__EXERCISE PROMPT__:
Begin with the line containing "on the shadow" and copy every line after it to the end of the entries, exactly, leaving out the lines before it.

* * *

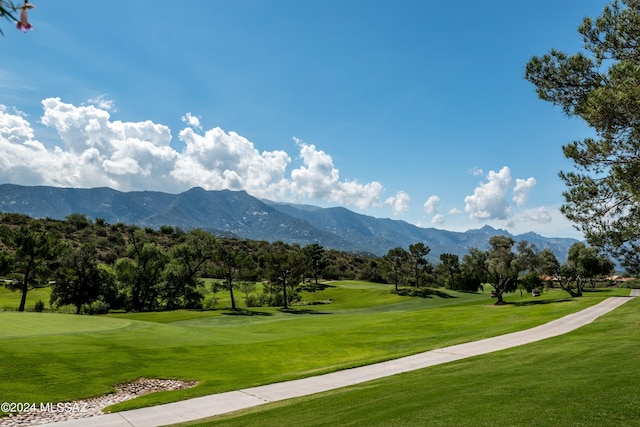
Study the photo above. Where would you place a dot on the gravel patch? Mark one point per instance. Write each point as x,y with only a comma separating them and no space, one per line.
85,408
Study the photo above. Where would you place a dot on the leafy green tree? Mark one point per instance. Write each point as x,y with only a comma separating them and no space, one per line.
77,280
142,271
395,264
473,270
316,261
450,266
284,266
419,264
601,86
35,252
183,282
503,265
234,263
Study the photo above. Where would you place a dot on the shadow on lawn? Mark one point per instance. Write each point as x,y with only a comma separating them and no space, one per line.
535,302
300,311
422,293
246,312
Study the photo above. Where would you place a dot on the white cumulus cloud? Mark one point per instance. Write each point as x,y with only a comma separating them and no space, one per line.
522,189
191,120
437,219
95,150
488,199
399,202
432,205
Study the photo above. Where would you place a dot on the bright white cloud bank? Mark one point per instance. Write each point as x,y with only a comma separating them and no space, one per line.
97,151
489,199
432,205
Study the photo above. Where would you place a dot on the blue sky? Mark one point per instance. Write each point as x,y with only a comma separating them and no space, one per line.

* * *

__FINISHED TASK__:
Study the photo above. Where would you place a dot on the shadow on lawn? Mark one point per instance. Write each point as x,y with only a comma separating them and no space, one per line.
535,302
300,311
422,293
246,312
Study the photo above. Where would you place a dot on the white cumulus cloud? Mark one point per instance. Write each point as x,y with only a comma separating them and no space, one per line.
522,189
191,120
437,219
95,150
488,199
399,202
432,205
Study the photo above. Where would you place a dot on the bright white cloud bank? Mark one point per instance. Write each point as x,y with only a comma separating them and no space, one per line.
97,151
489,199
432,205
Study the photo above. Where would you place a dot on the blue sky? Mark one point per instance. Write each point as x,y with only a comma separating them and no space, one per line.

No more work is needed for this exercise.